• Consigna dada A:
Responde estas preguntas sobre el pasaje seleccionado:
(i) ¿De qué partido era jefe en Pego el abuelo que menciona el pasaje seleccionado?
(ii) ¿Qué bebida se servía junto a los buñuelos el día de la votación?
(iii) ¿Entre qué años presidió Roy Jenkins la Comisión Europea?
• Consigna dada B: Retoma el pasaje seleccionado, sobre los buñuelos de calabaza y las prácticas electorales, y continúalo a partir de su última oración.

• Pasaje seleccionado:
Buñuelos de calabaza
La lectura de fragmentos de la sentencia judicial del caso Gürtel le trae a uno la memoria de épocas pasadas. Mi abuelo era el jefe del partido liberal de Canalejas en Pego, un pueblo de la provincia de Alicante. En el fondo del corral de su casa una estancia desempeñaba un papel relevante en las campañas electorales: el día de la votación, la estancia se llenaba de buñuelos de calabaza; frente a ella, unos tablones montados sobre caballetes hacían las veces de mostrador, sobre el que se alineaban vasos y jarras de aguardiente. Buñuelos y aguardiente servían para despejar las últimas dudas que pudieran albergar los electores sobre cuál debía ser el sentido de su voto. Todo eso ocurría, naturalmente, hace casi un siglo. Cuando vi por primera vez la estancia, estaba vacía, porque hacía mucho que no se celebraban elecciones en el país.
Esas prácticas, que hoy consideraríamos punibles, no lo eran entonces, aunque no fueran vistas como muy elegantes. Tampoco eran exclusivas de nuestro país: años antes, en Los papeles póstumos del Club Pickwick (1836), Dickens dibujaba una caricatura despiadada de las elecciones en un pueblo imaginario, que hubieran dejado las de Pego como un modelo de corrección. Más cerca de nosotros, Roy Jenkins, varias veces ministro en Inglaterra y presidente de la Comisión Europea entre 1977 y 1981, escribía que las prácticas financieras de algunos de sus predecesores les hubieran llevado a la cárcel en nuestros días. Cualquiera puede añadir los suyos a la lista de ejemplos. Sirven para recordarnos que las reglas del juego van cambiando. Parte de esos cambios se refieren a normas no escritas, de buena educación, de compasión o de solidaridad; otras vienen recogidas en leyes, que son las que importan en este momento.

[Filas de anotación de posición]

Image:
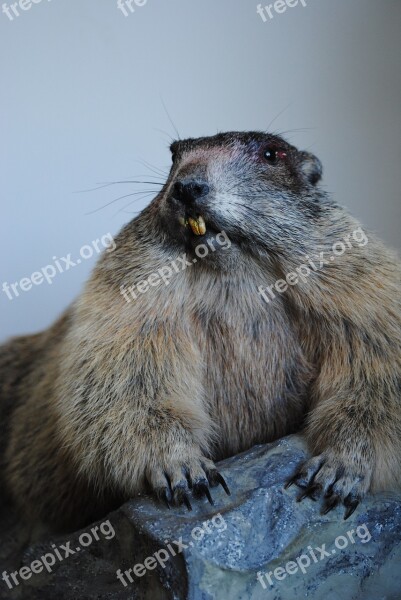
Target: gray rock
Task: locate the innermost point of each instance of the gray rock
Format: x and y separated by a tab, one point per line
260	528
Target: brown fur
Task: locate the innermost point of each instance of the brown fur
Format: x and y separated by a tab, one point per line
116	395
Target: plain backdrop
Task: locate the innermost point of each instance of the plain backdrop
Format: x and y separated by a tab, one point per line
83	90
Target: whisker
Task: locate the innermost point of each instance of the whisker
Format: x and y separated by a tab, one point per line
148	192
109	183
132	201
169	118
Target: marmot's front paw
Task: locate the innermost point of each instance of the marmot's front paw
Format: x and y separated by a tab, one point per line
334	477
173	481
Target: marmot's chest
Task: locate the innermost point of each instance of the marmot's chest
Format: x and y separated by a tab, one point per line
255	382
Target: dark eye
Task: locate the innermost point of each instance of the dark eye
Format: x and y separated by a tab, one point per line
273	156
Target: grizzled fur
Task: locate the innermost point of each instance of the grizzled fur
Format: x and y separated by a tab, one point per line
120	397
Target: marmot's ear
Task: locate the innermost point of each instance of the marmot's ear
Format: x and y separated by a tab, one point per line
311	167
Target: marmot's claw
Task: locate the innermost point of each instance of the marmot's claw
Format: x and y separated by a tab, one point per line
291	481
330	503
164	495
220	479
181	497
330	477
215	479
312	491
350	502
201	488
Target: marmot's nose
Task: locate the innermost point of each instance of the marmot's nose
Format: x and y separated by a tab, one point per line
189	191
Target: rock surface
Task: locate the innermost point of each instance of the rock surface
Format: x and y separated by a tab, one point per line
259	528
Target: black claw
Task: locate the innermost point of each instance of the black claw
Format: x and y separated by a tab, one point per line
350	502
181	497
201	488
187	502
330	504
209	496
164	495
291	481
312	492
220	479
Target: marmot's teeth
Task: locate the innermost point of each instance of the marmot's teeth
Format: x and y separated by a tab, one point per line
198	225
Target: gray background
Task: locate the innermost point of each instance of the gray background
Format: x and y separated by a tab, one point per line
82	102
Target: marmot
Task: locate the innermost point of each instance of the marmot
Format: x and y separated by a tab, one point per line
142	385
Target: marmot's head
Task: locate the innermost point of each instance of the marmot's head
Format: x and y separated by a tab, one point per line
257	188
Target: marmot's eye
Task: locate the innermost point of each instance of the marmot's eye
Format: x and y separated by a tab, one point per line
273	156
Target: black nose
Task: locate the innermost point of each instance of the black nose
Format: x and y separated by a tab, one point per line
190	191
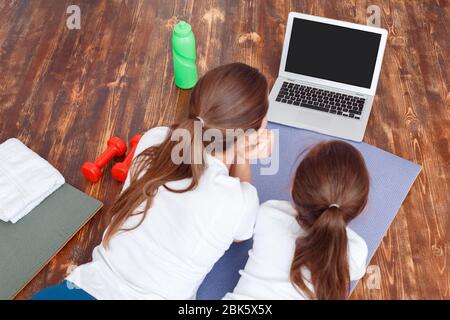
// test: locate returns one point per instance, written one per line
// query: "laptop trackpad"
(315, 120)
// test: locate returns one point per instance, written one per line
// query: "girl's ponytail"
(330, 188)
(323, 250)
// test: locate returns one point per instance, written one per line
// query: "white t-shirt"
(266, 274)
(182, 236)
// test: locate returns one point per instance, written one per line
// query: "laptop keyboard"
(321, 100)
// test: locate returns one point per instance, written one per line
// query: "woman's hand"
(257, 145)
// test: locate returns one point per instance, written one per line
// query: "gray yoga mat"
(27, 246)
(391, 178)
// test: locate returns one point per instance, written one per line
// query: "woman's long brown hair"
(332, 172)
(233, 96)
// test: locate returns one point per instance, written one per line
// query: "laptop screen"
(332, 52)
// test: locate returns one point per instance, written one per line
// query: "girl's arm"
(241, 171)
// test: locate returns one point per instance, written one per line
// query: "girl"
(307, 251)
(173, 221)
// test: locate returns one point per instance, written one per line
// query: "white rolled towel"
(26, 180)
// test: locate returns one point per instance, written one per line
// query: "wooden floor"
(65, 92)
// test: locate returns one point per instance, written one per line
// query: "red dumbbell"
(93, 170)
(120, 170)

• Respuesta A:
(i) Del partido liberal de Canalejas.
(ii) Aguardiente.
(iii) Entre 1977 y 1981.

• Respuesta B:
Es bien sabido que las exigencias de la competencia política en países como el nuestro obligan a los partidos a disponer de grandes recursos para encarar una campaña con éxito. Renunciar a ellos es darse por vencido de antemano. Por eso la financiación de los partidos es la principal fuente de corrupción en nuestro país. Los buñuelos de calabaza ya no bastan: se han empleado los sobrecostes y las comisiones de obras públicas superfluas, fantasmas de edificios y museos vacíos para financiar actividades de partido. Antes, los vasitos de aguardiente iban al coleto del elector, mientras que las comisiones de hoy van a parar a otros. No es aventurado suponer que la escala de la corrupción generada en torno a la financiación de los partidos es hoy superior a la de hace una generación.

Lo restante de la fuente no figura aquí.